# Start of Material for this task

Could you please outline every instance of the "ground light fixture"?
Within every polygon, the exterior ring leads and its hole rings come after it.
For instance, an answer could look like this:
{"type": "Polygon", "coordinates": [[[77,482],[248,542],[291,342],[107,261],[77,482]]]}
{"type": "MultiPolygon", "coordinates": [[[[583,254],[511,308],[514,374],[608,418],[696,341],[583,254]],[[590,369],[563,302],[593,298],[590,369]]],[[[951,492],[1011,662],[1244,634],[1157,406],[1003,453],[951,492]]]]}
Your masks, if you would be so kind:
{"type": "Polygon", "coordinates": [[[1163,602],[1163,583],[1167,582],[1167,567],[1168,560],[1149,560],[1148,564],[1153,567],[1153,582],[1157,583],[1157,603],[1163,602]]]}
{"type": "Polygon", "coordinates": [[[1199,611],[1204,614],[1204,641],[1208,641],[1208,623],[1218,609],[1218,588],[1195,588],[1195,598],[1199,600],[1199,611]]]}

# End of Material for this task
# Start of Material for this task

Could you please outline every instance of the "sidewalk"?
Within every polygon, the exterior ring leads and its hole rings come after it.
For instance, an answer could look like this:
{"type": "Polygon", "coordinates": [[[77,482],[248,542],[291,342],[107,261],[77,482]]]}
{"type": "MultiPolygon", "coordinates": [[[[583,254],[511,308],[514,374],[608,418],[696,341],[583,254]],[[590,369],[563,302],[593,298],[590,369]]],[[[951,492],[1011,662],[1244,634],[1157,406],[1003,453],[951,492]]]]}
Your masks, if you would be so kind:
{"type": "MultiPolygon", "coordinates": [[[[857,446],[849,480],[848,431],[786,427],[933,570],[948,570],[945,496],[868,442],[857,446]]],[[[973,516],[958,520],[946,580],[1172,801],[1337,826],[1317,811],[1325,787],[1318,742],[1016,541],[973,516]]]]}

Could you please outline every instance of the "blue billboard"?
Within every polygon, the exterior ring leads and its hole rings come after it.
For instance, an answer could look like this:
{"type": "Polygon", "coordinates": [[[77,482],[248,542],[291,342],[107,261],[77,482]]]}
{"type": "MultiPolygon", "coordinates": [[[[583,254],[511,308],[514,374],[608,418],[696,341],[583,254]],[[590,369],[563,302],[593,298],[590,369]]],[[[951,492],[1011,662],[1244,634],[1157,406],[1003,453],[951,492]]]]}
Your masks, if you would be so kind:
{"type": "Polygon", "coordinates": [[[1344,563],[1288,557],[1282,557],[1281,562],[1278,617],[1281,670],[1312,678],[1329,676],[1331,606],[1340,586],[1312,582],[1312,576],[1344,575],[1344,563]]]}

# End of Material for this task

• **Instructions for the task**
Pull every line from the material above that contains the word "outline", and copy each one unchanged.

• **Written answer**
Could you please outline every instance of the "ground light fixture"?
Could you please outline every instance of the "sidewalk"?
Could you please outline every instance of the "blue billboard"?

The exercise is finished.